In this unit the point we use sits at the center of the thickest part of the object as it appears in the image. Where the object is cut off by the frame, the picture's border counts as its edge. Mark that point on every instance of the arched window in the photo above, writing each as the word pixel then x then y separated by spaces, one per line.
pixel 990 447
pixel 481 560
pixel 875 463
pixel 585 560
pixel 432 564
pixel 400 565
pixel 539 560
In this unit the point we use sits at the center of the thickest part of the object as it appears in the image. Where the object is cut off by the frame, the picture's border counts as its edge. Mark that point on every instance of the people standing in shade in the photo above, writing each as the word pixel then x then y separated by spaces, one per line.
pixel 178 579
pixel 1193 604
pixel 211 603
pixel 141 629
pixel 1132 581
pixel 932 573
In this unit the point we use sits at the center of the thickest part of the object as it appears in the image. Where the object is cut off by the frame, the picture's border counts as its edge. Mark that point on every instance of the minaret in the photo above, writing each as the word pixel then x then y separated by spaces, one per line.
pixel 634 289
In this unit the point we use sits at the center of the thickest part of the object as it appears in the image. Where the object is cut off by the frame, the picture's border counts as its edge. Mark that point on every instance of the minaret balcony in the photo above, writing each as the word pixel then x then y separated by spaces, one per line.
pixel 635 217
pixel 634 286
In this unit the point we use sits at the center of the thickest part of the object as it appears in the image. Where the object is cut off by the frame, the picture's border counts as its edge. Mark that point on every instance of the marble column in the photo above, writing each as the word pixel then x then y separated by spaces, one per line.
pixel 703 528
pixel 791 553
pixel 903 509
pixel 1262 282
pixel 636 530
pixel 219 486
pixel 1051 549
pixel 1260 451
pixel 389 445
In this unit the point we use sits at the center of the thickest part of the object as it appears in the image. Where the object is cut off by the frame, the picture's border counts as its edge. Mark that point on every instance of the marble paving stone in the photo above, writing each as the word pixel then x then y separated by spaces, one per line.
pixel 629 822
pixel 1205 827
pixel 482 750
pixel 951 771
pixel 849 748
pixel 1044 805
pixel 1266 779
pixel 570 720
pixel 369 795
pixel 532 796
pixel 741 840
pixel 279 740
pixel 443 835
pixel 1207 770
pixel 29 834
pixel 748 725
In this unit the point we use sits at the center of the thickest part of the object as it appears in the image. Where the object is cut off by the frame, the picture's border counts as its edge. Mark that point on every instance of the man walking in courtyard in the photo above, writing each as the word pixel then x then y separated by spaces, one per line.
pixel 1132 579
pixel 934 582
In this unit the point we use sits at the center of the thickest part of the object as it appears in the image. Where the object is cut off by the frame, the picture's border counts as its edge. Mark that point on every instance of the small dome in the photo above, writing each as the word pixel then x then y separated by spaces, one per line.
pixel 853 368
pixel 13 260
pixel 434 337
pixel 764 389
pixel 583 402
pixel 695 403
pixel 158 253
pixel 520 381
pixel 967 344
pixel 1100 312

● Task goal: Copy exactly the lines above, from the one containing "of the small" through the very last line.

● Task output:
In this unit the point we use sits at the center of the thickest part of the object as it appears in the image. Where the object is cut off by the frame, the picture's border counts as its edge. Mark that point on every instance of the small dome in the photo above, writing each as the word pixel then x then y separated by spaces, one per line.
pixel 853 368
pixel 13 260
pixel 434 337
pixel 764 389
pixel 583 402
pixel 695 403
pixel 158 253
pixel 520 381
pixel 967 344
pixel 1100 312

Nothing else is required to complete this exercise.